■ **SOURCE DOCUMENT**:
--- start ---
Variable-length lookbehind. 

=head1 VERSION

  Maintainer: Peter Heslin <[EMAIL PROTECTED]>
  Date: 9 Aug 2000
  Last Modified: 30 Sept 2000
  Mailing List: [EMAIL PROTECTED]
  Number: 72
  Version: 4
  Status: Developing

=head1 ABSTRACT

In Perl6, lookbehind in regular expressions should be extended to permit
not only fixed-length, but also variable-length lookbehind.

=head1 CHANGES

Version 4 is a withdrawal of the originally proposed syntax in favour,
in part, of RFC 317; the present RFC has not been withdrawn, because the
proposal to implement variable-length lookbehind still stands.

Version 3 is a revision to make it clearer that the purpose of the
proposal is to implement a general scheme for variable-length
lookbehind.  The title has been changed to reflect this.

Version 2 of this RFC redirects discussion of this topic to 
[EMAIL PROTECTED]

=head1 DESCRIPTION

The original proposal offered some new syntax as a portmanteau solution
to two very different problems: the lack of variable-length lookbehind
in Perl 5, and the lack of a method other than the monolithic and
inflexible C<study> by which the programmer could pass hints to the
regexp optimizer, based upon her knowledge of the peculiarities of the
target string.  The latter problem has now been addressed much more
cleanly by Hugo van der Sanden in RFC 317, and so I have withdrawn the
originally proposed syntax, and all that remains for this RFC to discuss
is variable-length lookbehind.

=head2 Syntax

I originally proposed new syntax designed to kill two birds with one
stone, but for variable-length lookbehind, the same syntax would serve
as that currently used for fixed-length: (?<=pattern) and (?<!pattern).
--- end ---
■ **REQUIRED TASK A**: Convert the stretch of entries from the line containing "trace: green shrub" through the end of the entries into a JSON list of strings, one string per line, omitting blank lines.

Object outline annotations:
--- start ---
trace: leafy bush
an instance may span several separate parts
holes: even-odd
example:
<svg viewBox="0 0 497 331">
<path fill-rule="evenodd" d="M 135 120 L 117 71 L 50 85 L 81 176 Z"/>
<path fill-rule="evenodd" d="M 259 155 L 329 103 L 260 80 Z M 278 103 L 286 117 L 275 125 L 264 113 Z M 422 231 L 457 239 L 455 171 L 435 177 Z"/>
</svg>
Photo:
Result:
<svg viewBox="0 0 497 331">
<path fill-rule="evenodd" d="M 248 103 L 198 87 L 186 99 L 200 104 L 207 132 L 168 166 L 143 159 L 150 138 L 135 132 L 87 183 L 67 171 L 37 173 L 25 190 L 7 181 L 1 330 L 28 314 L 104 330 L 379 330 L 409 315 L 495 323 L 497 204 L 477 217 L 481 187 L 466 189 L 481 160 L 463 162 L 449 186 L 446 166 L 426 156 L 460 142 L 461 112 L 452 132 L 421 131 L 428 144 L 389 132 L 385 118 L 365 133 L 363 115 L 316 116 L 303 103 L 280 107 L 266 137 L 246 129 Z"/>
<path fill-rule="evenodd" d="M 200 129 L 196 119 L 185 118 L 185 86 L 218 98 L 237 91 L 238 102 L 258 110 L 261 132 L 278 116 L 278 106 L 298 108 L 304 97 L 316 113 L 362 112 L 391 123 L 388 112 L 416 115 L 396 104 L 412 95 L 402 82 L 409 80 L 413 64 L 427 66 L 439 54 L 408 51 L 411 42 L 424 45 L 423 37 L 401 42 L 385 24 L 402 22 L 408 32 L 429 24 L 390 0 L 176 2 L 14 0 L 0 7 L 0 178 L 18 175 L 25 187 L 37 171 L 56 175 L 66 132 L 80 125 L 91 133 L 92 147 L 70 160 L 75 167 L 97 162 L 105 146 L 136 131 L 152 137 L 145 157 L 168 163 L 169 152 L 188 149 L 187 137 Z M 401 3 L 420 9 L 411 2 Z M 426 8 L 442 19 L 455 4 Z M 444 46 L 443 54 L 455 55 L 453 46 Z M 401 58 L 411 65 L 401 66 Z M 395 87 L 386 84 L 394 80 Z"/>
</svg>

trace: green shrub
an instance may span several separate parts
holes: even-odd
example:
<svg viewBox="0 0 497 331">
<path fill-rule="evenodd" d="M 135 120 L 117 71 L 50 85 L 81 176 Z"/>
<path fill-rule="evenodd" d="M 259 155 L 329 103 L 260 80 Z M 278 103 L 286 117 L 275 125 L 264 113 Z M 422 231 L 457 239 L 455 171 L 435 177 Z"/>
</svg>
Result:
--- end ---
■ **REQUIRED TASK B**: Do the following statements agree with the variable-length lookbehind proposal? Answer yes or no for each, quoting the deciding words. (i) The proposal carries the number 72. (ii) Version 4 withdrew the proposal in its entirety. (iii) RFC 317 is credited to Hugo van der Sanden.

■ **REPLY A**:
[
  "trace: green shrub",
  "an instance may span several separate parts",
  "holes: even-odd",
  "example:",
  "<svg viewBox=\"0 0 497 331\">",
  "<path fill-rule=\"evenodd\" d=\"M 135 120 L 117 71 L 50 85 L 81 176 Z\"/>",
  "<path fill-rule=\"evenodd\" d=\"M 259 155 L 329 103 L 260 80 Z M 278 103 L 286 117 L 275 125 L 264 113 Z M 422 231 L 457 239 L 455 171 L 435 177 Z\"/>",
  "</svg>",
  "Result:"
]

■ **REPLY B**:
(i) Yes: "Number: 72"
(ii) No: "the present RFC has not been withdrawn, because the proposal to implement variable-length lookbehind still stands"
(iii) Yes: "cleanly by Hugo van der Sanden in RFC 317"